- [WHAT IS BEING ASKED] Emit the line that holds "the reflection on" and all lines following it through the end of the data, verbatim, and nothing else.

=====

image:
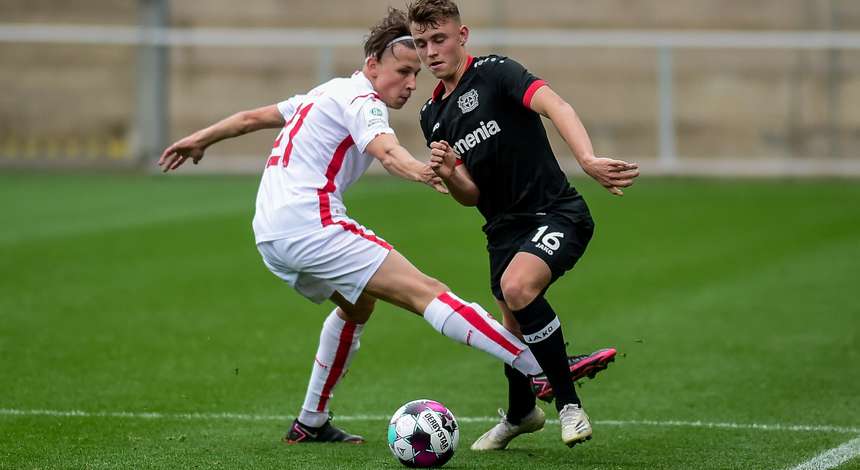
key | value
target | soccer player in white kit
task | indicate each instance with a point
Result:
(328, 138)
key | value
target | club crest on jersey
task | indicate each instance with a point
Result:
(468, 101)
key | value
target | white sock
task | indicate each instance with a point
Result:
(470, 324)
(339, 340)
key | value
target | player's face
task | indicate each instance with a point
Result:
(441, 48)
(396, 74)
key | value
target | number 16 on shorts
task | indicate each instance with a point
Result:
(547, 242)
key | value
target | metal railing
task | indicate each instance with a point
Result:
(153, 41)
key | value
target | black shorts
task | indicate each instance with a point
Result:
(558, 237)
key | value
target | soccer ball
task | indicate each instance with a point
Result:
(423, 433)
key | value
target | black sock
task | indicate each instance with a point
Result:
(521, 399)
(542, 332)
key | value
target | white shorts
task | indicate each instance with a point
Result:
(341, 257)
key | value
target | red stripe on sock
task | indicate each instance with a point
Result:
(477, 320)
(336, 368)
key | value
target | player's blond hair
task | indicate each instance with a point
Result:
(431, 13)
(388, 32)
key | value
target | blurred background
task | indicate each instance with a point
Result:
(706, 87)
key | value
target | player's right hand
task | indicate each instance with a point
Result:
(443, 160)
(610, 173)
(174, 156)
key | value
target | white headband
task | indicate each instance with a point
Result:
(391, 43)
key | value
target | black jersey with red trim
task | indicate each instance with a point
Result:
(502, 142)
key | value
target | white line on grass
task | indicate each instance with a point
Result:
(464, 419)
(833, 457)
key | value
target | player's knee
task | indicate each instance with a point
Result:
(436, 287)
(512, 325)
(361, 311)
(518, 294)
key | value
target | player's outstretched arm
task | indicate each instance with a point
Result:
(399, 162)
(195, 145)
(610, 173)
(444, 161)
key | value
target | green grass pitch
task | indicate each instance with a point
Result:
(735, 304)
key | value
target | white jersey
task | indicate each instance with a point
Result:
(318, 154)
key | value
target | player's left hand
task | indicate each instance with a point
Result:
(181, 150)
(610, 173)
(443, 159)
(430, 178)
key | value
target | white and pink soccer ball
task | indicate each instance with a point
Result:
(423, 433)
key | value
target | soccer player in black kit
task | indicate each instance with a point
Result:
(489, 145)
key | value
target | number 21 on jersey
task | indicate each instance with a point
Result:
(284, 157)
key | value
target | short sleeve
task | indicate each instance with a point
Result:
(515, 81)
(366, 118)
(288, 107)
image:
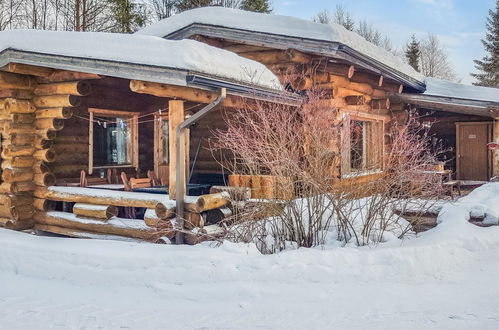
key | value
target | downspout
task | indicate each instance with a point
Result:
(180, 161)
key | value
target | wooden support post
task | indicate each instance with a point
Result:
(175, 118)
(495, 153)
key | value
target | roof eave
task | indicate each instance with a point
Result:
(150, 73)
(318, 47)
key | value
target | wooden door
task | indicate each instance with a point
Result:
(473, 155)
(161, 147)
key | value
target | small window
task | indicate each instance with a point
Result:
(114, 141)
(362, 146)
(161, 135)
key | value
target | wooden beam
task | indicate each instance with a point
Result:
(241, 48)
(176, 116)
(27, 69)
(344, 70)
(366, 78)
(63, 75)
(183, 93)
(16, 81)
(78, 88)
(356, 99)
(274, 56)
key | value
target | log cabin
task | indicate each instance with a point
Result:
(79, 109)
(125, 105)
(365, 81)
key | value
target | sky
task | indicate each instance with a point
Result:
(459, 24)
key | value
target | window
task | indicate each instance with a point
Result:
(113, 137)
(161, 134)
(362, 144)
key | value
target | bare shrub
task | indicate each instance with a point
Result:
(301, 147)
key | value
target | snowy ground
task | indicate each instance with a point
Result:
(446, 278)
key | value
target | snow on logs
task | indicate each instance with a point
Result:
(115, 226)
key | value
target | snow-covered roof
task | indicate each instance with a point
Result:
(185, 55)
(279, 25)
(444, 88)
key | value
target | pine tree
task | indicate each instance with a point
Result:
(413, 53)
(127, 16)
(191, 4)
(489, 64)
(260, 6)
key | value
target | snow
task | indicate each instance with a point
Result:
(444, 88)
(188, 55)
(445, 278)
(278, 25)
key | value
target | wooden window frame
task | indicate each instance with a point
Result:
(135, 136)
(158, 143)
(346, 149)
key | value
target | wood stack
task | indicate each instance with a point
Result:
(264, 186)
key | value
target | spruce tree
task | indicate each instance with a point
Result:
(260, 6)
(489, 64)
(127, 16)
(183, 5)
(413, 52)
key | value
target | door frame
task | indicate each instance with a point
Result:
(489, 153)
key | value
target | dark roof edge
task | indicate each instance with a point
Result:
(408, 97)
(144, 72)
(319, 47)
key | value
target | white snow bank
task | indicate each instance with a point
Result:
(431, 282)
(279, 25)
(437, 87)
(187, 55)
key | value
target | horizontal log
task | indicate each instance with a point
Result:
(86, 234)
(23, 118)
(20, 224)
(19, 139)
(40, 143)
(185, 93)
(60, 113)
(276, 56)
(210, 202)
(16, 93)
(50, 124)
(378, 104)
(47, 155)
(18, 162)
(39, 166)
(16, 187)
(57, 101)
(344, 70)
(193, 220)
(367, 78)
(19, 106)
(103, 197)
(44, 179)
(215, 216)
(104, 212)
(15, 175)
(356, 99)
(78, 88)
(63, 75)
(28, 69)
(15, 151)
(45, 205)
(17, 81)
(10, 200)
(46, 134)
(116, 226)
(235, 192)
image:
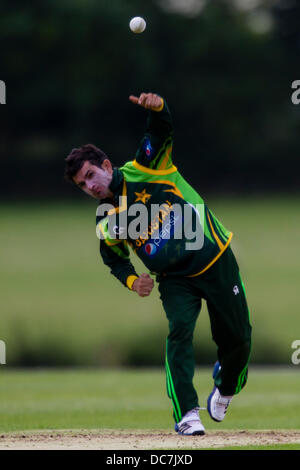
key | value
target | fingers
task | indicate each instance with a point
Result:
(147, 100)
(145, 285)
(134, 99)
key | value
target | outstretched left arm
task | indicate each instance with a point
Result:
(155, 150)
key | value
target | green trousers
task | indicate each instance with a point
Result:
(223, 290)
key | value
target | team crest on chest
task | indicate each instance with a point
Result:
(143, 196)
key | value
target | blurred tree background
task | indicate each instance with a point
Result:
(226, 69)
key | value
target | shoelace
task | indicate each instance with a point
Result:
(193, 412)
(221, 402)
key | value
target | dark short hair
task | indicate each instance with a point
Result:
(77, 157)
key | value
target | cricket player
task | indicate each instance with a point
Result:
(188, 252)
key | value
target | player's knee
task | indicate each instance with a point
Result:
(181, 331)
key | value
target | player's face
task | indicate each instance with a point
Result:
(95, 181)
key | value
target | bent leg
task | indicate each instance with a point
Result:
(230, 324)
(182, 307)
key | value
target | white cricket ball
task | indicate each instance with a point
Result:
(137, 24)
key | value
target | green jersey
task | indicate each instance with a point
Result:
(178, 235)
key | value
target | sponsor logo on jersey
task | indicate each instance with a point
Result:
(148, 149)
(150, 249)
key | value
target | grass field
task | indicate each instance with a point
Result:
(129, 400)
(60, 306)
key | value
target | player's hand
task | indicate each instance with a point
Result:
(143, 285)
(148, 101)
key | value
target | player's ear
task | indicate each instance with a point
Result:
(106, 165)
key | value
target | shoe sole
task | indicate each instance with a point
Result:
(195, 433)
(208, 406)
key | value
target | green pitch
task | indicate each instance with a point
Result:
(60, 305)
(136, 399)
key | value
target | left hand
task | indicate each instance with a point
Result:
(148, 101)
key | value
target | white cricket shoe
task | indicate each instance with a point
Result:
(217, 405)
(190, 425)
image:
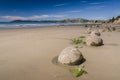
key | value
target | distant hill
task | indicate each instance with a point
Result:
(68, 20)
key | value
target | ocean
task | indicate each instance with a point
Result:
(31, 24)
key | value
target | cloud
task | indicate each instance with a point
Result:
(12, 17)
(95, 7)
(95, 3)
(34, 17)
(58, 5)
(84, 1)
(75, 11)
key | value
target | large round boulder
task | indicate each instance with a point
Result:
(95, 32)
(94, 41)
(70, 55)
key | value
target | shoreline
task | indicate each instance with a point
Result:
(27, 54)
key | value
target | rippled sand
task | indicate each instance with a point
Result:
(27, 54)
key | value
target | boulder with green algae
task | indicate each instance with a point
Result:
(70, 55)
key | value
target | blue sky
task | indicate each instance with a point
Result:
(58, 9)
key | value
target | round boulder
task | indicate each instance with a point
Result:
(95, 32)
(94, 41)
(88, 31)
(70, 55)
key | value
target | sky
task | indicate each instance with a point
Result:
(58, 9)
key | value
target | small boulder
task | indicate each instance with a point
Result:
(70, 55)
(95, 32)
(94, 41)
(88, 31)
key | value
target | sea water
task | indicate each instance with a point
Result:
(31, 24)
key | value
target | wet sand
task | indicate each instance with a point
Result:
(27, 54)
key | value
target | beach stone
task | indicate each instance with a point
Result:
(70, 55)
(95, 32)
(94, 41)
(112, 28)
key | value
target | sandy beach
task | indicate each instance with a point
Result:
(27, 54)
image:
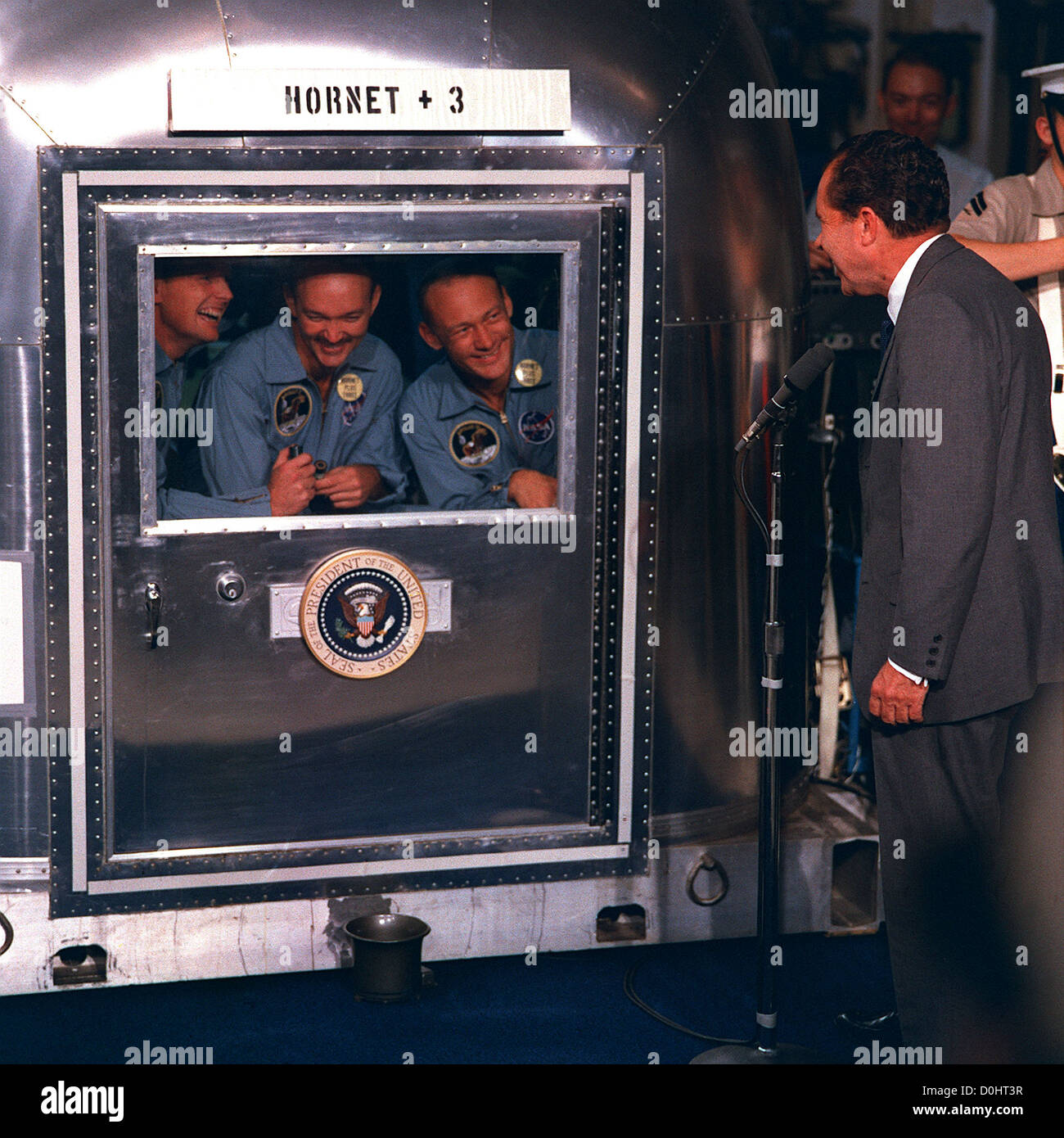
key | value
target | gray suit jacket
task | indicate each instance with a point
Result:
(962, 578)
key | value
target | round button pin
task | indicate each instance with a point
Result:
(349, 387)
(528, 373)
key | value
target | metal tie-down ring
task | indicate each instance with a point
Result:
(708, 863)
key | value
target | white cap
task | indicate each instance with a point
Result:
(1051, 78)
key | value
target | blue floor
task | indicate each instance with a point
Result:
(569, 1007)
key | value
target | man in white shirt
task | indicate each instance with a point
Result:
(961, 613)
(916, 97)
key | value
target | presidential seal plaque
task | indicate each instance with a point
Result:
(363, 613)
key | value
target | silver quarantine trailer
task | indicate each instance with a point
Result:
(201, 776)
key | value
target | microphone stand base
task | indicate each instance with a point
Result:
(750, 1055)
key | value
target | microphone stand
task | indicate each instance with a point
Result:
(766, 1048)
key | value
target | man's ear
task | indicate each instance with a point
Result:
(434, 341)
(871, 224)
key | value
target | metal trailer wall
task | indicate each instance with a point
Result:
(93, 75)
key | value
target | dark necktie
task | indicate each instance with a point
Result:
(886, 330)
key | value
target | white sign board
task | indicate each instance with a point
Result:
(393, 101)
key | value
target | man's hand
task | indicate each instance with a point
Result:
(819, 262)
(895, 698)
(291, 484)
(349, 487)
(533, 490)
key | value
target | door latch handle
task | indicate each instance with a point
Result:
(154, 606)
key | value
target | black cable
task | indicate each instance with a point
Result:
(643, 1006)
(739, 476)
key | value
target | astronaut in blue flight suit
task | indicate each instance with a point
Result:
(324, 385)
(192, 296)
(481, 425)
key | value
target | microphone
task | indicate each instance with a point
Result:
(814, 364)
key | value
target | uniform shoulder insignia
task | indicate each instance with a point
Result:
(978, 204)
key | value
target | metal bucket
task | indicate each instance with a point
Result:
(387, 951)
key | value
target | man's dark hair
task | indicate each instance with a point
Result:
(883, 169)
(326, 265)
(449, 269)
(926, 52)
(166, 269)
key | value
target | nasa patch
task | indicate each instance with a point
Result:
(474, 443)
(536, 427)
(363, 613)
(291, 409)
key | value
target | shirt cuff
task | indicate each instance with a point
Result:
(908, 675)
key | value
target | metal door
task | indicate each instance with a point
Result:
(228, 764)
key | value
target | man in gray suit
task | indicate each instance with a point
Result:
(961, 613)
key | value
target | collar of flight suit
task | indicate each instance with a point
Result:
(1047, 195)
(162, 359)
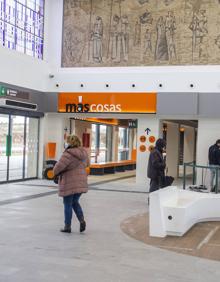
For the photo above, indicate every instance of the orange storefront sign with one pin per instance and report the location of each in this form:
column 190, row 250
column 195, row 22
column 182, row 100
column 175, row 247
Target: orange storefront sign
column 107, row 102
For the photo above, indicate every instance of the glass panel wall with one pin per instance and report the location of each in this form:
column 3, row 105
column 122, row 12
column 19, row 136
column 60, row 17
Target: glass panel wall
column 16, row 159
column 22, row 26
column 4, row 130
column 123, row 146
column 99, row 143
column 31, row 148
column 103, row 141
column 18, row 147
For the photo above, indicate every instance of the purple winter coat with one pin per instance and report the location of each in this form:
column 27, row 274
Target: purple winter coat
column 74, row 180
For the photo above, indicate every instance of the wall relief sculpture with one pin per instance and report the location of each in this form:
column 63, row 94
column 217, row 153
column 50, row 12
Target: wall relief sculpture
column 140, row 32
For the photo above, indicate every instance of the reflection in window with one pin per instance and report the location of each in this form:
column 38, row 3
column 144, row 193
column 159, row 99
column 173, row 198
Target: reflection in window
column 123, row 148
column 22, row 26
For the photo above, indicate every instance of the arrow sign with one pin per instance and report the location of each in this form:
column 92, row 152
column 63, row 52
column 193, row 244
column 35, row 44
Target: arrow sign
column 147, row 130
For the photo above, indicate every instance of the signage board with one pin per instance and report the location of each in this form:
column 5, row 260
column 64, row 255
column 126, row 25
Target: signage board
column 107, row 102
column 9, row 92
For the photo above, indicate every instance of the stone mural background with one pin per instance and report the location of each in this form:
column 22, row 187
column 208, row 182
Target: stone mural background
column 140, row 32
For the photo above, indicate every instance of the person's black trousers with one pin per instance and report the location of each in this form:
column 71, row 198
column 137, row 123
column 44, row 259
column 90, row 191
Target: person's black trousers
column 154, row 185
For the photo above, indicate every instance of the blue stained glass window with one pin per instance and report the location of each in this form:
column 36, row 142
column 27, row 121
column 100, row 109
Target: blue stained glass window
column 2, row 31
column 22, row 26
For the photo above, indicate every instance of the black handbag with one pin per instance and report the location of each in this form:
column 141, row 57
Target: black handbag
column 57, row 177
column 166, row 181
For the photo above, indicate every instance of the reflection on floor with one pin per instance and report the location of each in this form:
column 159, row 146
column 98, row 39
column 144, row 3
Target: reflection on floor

=====

- [RESULT FOR THIS EXERCISE]
For the photo above, indicate every instance of the reflection on floor with one pin per instance and report the location of each in this form:
column 159, row 146
column 98, row 39
column 144, row 3
Target: reflection on floor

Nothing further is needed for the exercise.